The contents in this post are mainly excerpted from ¹ (original RNN Encoder-Decoder paper), ² (original Seq2Seq for neural machine translation paper), and ³ (original Attention mechanism for Seq2Seq paper).

The meaning of “Encoder-Decoder” and “Sequence to Sequence (Seq2Seq)” are similar, and we do not distinguish between them here.

RNN Encoder-Decoder

The contents in this section are mainly excerpted from ¹, in which Cho et al. (2014) proposed a neural network model/architecture called RNN Encoder-Decoder.

An RNN Encoder-Decoder consists of two recurrent neural networks (RNN) that act as an encoder and a decoder pair. The encoder encodes a variable-length source sequence to a fixed-length vector representation, and the decoder decodes the vector representation back to a variable-length target sequence. The two networks are trained jointly to maximize the conditional probability of the target sequence given a source sequence.

For a RNN, the hidden state updating can be expressed as

\[h_t = f(h_{t-1}, x_t),\]

and the output is usually

\[y_t = \text{softmax}(Vh_t),\]

where \(f\) is can be as simple as a basic RNN unit i.e. \(h_t = \text{acti}(Uh_{t-1}+Wx_t)\), and as complex as a LSTM unit or GRU. Here \(\text{acti}\) is a activation function and \(U, V, W\) are trained weights.

As for the RNN Encoder-Decoder, the encoder is a RNN that reads each symbol of an input sequence \(\mathbf{x}\) sequentially. As it reads each symbol, the hidden state of the encoder changes according to

\[h_t = f(h_{t-1}, x_t).\]

After reading the end of the sequence (marked by an end-of-sequence symbol), the final hidden state of the encoder is a summary \(\mathbf{c}\) of the whole input sequence, and it is a fixed-length vector representation as mentioned before.

The decoder is another RNN that generates the output sequence by predicting the next symbol sequentially, with \(\mathbf{c}\) as the initial hidden state, i.e. \(s_0 = \mathbf{c}\). The hidden state updating and the output of decoder can be expressed as

\[s_t = f(s_{t-1}, y_{t-1}, \mathbf{c}), \\ y_t = \text{softmax}(V s_t).\]

The fixed-length vector representation \(\mathbf{c}\) is the final hidden state of the encoder and the initial hidden state of the decoder.

RNN Encoder-Decoder with Attention

Bahdanau et al. (2015) ² conjectured that the use of a fixed-length vector is a bottleneck in improving the performance of the basic RNN Encoder-Decoder architecture, since it is hard to compressing all the necessary information of a source sentence, especially for a long source sentence.

To address this issue, they proposed an extension to the basic RNN Encoder-Decoder which learns to align and translate jointly. That is, they implement a mechanism of attention to automatically (soft-)search for parts of a source sentence that are relevant to predicting a target word. This approach does not attempt to encode a whole input sentence into a single fixed-length vector. Instead, it encodes the input sentence into a sequence of vectors, and chooses a subset of these vectors adaptively, i.e. (soft-)aligning or (soft-)searching, while decoding.

● SUPPLIED RECORDS:

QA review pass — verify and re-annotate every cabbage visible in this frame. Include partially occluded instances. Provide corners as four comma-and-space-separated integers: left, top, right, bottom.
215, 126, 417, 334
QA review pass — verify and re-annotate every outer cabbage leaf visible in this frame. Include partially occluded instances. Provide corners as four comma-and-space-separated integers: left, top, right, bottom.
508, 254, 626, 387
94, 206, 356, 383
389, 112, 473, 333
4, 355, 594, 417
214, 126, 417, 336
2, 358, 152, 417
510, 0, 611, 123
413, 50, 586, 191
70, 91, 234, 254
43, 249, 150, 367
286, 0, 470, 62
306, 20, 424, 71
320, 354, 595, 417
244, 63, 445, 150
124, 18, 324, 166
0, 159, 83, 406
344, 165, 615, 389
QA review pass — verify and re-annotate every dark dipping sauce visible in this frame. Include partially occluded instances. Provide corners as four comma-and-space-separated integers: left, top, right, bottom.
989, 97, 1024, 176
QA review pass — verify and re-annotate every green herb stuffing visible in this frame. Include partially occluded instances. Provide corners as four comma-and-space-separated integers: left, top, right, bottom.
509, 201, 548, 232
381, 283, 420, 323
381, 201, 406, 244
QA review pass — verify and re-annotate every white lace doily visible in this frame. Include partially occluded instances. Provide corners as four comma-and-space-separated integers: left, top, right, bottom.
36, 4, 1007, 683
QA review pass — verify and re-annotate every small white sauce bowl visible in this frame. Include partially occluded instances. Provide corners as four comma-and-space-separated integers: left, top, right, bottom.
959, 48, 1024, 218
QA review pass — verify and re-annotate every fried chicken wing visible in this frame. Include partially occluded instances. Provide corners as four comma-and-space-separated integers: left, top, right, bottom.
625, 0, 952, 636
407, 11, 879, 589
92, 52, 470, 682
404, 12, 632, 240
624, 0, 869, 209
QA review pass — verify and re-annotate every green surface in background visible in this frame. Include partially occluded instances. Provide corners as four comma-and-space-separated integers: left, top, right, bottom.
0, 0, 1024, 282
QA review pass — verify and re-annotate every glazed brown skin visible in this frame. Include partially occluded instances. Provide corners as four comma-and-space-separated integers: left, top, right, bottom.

● PROMPT:
In the page excerpt on RNN Encoder-Decoder models above, list every kind of unit that the function f can be.

● TASK RESPONSE:
- A basic RNN unit
- An LSTM unit
- A GRU